- _Study text_
*** Begin section ***

Population (2010 Census)
- • Total: 766
- • Estimate (January 2016): 578 (−24.5%)

Municipal status
- • Municipal district: Iultinsky Municipal District
- • Rural settlement: Ryrkaypiy Rural Settlement
- • Capital of: Ryrkaypiy Rural Settlement
- Time zone: UTC+12 (MSK+9 )
- Postal code: 689360
- Dialing code: +7 42739
- OKTMO ID: 77715000126

= Ryrkaypiy =

Ryrkaypiy (Рыркайпий; Рыркампан) is a rural locality (a selo) just to the west of Mys Shmidta in Iultinsky District of Chukotka Autonomous Okrug, Russia. Municipally, Ryrkaypiy is incorporated as Ryrkaypiy Rural Settlement. Population: .

==Demographics==
The village is a small settlement, with a population of 766 as of 2010, of whom 388 were men and 378 women, up considerably from a 2003 estimate of 324. Most of the residents are of Chukchi descent.

==History and economy==
The name of the village means "Place of the Walrus" in Chukchi, or "Walrus Jam", to convey the meaning that there are regularly large numbers of Walrus in the vicinity. Marine hunting has traditionally been a key source of food and employment for the local people.

As with several of the rural settlements throughout Chukotka, Ryrkaipiy was the centre for a collectivised farm centred on reindeer. It was the central farmstead for the largest of all the reindeer herding farms throughout Chukotka, named Pioneer. Unlike other rural settlements in Chukotka such as Alkatvaam in Beringovsky District and Tavaivaam in Anadyrsky District, following the collapse of the Soviet Union and payments to the farms from the government effectively ceased as Russia moved to a market economy, the workers on this farm were able to keep their reindeer herds going and these herds are still the major source of employment for the local people, despite living on the coast.

As with many Chukotkan villages, there are strong efforts made to keep the traditions of the indigenous peoples alive and although Ryrkaipiy has modern facilities such as a hospital, post office, high school and daycare centre there is also a traditional Chukchi ensemble and cultural centre and Northern Star Native Women's Club.

Towards the end of November 2017, the village received coverage in international news when the sudden death of a large amount of walrus, and the subsequent drift of the corpses towards the village, attracted a large number of polar bears, causing a state of high alert with children forbidden from walking to school and public events cancelled after one bear broke a window in a house.

*** End section ***

- _Task_
Please decide whether each statement below agrees with the text on Ryrkaypiy, answering yes or no and quoting the words of the text that decide it.
1. In 2010 the village had more women than men.
2. In Chukchi, the village's name means "Place of the Walrus."
3. After the Soviet Union collapsed, the workers on the farm lost their reindeer herds.

- _Material provided_

*** Begin section ***

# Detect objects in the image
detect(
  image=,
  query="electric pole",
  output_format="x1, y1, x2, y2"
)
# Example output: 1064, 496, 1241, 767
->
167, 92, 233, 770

*** End section ***
*** Begin section ***

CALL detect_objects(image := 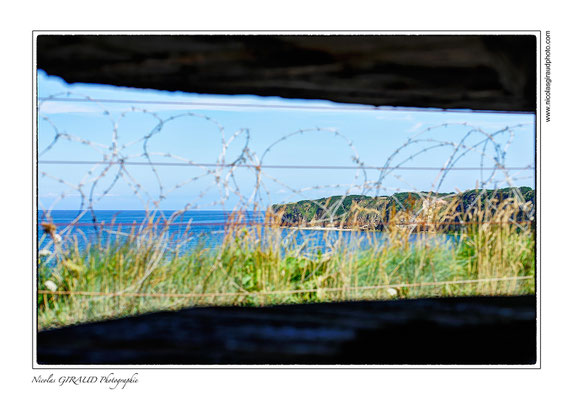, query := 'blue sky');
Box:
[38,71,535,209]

*** End section ***

- _Solution_
1. No: "of whom 388 were men and 378 women"
2. Yes: "The name of the village means "Place of the Walrus" in Chukchi"
3. No: "the workers on this farm were able to keep their reindeer herds going"